- _STORED DATA_:
━━━━━━
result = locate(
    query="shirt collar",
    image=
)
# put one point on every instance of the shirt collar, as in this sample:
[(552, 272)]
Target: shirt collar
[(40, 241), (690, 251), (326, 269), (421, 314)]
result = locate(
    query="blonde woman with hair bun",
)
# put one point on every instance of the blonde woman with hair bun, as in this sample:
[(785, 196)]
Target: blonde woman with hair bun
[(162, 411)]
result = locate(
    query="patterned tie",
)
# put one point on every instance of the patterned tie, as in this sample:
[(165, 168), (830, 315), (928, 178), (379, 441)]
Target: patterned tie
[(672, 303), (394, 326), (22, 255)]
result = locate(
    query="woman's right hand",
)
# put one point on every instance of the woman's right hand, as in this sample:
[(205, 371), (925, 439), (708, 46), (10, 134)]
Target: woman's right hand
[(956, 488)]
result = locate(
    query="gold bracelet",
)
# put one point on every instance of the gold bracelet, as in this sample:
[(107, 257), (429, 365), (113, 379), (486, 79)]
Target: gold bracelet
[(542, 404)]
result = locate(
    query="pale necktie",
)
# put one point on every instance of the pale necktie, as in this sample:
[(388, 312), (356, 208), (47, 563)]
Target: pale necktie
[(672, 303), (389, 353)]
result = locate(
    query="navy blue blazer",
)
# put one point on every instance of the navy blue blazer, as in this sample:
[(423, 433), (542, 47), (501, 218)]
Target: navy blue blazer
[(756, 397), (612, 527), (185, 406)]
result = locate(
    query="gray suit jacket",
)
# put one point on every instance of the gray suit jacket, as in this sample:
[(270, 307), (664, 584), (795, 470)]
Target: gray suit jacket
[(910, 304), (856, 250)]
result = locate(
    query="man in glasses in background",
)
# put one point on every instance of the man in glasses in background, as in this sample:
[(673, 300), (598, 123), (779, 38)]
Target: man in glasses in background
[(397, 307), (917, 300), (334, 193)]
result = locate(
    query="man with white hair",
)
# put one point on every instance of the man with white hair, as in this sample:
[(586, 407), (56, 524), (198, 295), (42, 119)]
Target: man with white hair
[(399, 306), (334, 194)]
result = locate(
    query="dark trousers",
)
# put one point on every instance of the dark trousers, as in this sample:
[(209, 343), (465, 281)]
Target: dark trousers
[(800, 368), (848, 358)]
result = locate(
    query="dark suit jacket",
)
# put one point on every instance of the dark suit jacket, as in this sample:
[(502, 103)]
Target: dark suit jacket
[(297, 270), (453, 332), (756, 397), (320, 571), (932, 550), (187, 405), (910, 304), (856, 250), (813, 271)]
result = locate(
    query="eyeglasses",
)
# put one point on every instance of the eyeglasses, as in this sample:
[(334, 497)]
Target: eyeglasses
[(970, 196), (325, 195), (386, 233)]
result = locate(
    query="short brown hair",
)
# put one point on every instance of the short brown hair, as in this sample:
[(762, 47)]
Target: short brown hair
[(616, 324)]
━━━━━━
- _STATED PROBLEM_: Rewrite every one of the rows above with "sample" swapped for "reference" wherever it occurs, leaving everything else untouched.

- _COMPLETED EXERCISE_:
result = locate(
    query="shirt collar",
    image=
)
# put one point on every instance of the shirt collar, as in this reference:
[(552, 272)]
Target: shirt collar
[(40, 241), (690, 251), (326, 269), (421, 314)]
result = locate(
    query="blonde woman with hair bun",
)
# put one point on every instance of the blonde woman with hair bun, as in this reference:
[(785, 196)]
Target: blonde woman with hair bun
[(162, 411)]
result = locate(
    query="patterned tie",
)
# put one point on every instance of the patterned tie, as in this reference:
[(165, 168), (830, 315), (928, 178), (379, 441)]
Target: patterned tie
[(672, 303), (394, 326), (22, 255)]
result = locate(
    query="woman's right hand",
)
# put one point on every instance of the woman's right hand, as in this reference:
[(205, 371), (925, 439), (708, 46), (10, 134)]
Target: woman's right hand
[(956, 488)]
result = locate(
    query="gold bracelet",
)
# put one point on every instance of the gold bracelet, as in this reference:
[(107, 257), (429, 365), (113, 379), (486, 79)]
Target: gold bracelet
[(542, 404)]
result = locate(
    query="pale necktie",
)
# put one point on every instance of the pale necktie, as in this reference:
[(388, 312), (356, 208), (47, 563)]
Target: pale necktie
[(672, 303), (389, 353)]
result = locate(
    query="navy blue blazer",
)
# put one point on every instance of the navy blue blazer, as in this reference:
[(423, 433), (542, 47), (501, 218)]
Target: navy blue blazer
[(756, 397), (612, 527), (185, 406)]
result = locate(
    query="gray suit jacket",
)
# put one point on every instance of the gray suit jacket, as in this reference:
[(270, 307), (664, 584), (795, 470)]
Target: gray suit jacket
[(910, 304), (856, 250)]
result = locate(
    query="man in glasses in background",
)
# put one point on every instance of the man in glasses in background, as in this reference:
[(673, 300), (598, 123), (779, 38)]
Target: man in glasses in background
[(397, 307), (917, 300), (334, 193)]
result = locate(
    query="man with white hair",
)
# put one point on every instance of the man with white hair, as in this reference:
[(586, 407), (56, 524), (198, 295), (42, 119)]
Target: man with white hair
[(399, 306), (334, 194)]
result = locate(
    query="dark trousers",
)
# put one point on every instance of the dark trousers, as in this reference:
[(209, 343), (465, 281)]
Target: dark trousers
[(800, 368), (848, 358)]
result = locate(
    query="dark suit jacket",
)
# put one point on every instance of the dark suit jacket, as in this reference:
[(502, 103)]
Target: dark suit jacket
[(297, 270), (453, 332), (756, 397), (320, 571), (932, 550), (187, 405), (910, 304), (856, 250), (813, 271)]
result = locate(
    query="eyeglasses",
)
# put one point on every instance of the eyeglasses, as in this reference:
[(334, 497)]
Target: eyeglasses
[(970, 196), (325, 195), (386, 233)]
result = locate(
    query="short brown hair",
)
# put one point on every instance of the short brown hair, as in this reference:
[(762, 47)]
Target: short brown hair
[(616, 324)]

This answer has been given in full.